#### Written task
Retype every row below word for word, leaving the pictures out of your answer.

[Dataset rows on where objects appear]
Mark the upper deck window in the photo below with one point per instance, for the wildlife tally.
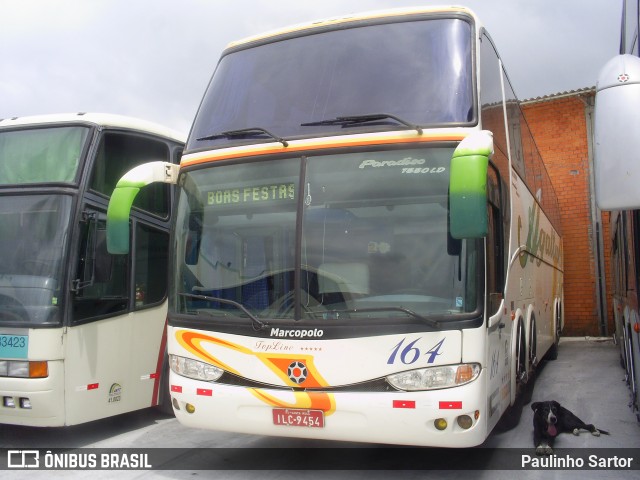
(418, 71)
(41, 155)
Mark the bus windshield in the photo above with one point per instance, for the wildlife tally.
(41, 155)
(360, 235)
(33, 234)
(304, 86)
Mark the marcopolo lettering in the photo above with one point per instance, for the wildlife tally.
(296, 333)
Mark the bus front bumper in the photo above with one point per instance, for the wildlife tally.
(455, 417)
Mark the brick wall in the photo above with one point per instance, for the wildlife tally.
(559, 127)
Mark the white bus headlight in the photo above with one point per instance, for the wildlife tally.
(190, 368)
(434, 378)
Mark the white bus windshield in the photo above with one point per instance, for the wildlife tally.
(33, 235)
(373, 240)
(418, 71)
(41, 155)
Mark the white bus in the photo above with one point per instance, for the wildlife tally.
(617, 173)
(366, 243)
(82, 332)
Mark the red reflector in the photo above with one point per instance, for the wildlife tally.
(404, 404)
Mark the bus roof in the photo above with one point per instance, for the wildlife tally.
(355, 17)
(100, 119)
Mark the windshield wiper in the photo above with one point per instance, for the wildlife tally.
(256, 322)
(357, 119)
(244, 132)
(411, 313)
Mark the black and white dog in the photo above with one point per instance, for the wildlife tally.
(550, 419)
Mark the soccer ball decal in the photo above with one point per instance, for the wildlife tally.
(297, 372)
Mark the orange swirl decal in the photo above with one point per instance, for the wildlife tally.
(293, 370)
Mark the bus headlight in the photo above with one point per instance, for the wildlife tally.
(194, 369)
(434, 378)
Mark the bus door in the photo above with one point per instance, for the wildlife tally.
(115, 341)
(114, 349)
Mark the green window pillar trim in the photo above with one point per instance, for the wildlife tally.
(125, 193)
(468, 186)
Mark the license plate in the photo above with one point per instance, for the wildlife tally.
(14, 346)
(298, 417)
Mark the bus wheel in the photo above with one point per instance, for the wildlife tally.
(512, 414)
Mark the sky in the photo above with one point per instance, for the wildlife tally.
(153, 59)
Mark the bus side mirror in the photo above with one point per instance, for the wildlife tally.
(468, 186)
(616, 139)
(125, 193)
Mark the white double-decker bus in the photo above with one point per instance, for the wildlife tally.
(366, 243)
(82, 332)
(617, 174)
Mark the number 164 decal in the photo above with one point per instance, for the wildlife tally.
(409, 353)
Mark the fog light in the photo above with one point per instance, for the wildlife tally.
(465, 422)
(440, 424)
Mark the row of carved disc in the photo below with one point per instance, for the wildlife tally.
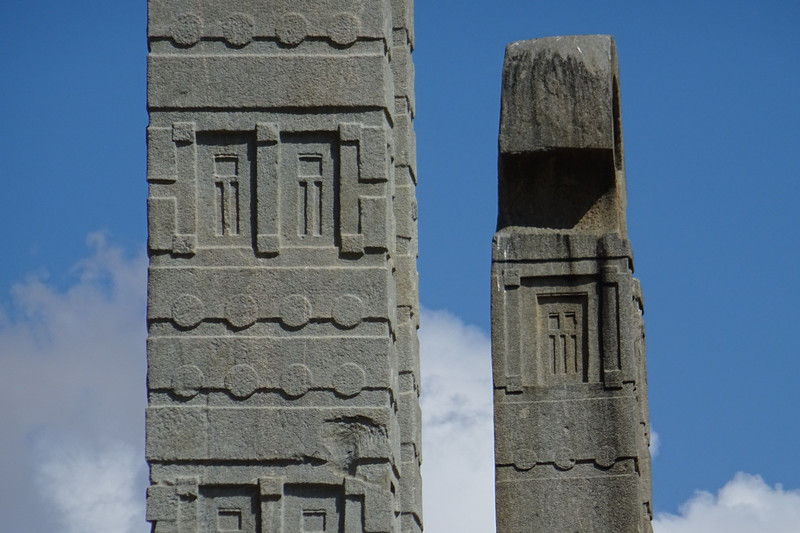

#### The solution
Mark the upper deck window in the photo below with one point per instance, for the wildlife tally.
(418, 71)
(41, 155)
Mark the bus windshield in the photo above with one point per instance, for the wildlife tally.
(41, 155)
(360, 235)
(33, 234)
(304, 86)
Mark the marcopolo lettering in the photo above with one point per instance, for the wildlife tally.
(296, 333)
Mark the bus front bumper in the photo above with one point per instance, for the wildlife tally.
(455, 417)
Mark the brick wall in the photo above with one point per instance, for the wildlife tally.
(559, 127)
Mark the white bus headlight in the photo above with one point per instance, for the wildlife tally.
(190, 368)
(434, 378)
Mark the white bus windshield in the photo above with one point per instance, for the wildlife tally.
(33, 235)
(373, 240)
(418, 71)
(41, 155)
Mark the white bus in the photo above with one point per instance, for the wildlife tally.
(617, 173)
(366, 243)
(82, 332)
Mark the red reflector in the photo above with one point per instance, for the wildlife tally.
(404, 404)
Mark the bus roof in the photo above with one point per instance, for the wildlife tally.
(355, 17)
(100, 119)
Mark the windshield wiper in the photo above with one point per instance, for the wildlife tally.
(256, 322)
(357, 119)
(244, 132)
(411, 313)
Mark the black and white dog in the photo above with one point per instance, for the wildlife tally.
(550, 419)
Mark the soccer ball decal in the photo above with one point per instance, for the wildlife tally.
(297, 372)
Mark the orange swirl decal in the photo above with one point per instance, for the wildlife tally.
(293, 370)
Mark the bus headlight in the photo above with one point per instance, for the wildlife tally.
(194, 369)
(434, 378)
Mark the bus door in the photo above with one point per instance, for the wildlife tally.
(115, 341)
(114, 349)
Mark the green window pillar trim in the photo above with one point per instance, for the wildlife tally.
(125, 193)
(468, 186)
Mark the license plate in the photo above with one point per instance, for the wildlife tally.
(14, 346)
(298, 417)
Mark the bus wheel in the photo above with one point per instance, for the wildlife tally.
(512, 414)
Mark the sky in the photo above with one point per instance, for the wildlife tally.
(153, 59)
Mark the bus side mirror in the photo above with one point per instance, for the wildlife tally.
(468, 186)
(616, 139)
(125, 193)
Mark the white double-decker bus in the photo above with one point per instance, for the wildlife tally.
(366, 243)
(82, 332)
(617, 174)
Mark the number 164 decal in the photo above with one point per instance, for the wildlife tally.
(409, 353)
Mark the fog light in the photo above with one point per instance, for the wildlife tally.
(465, 422)
(440, 424)
Mark the row of carved disc in the photo below with one point per instance, for the wildlife tally.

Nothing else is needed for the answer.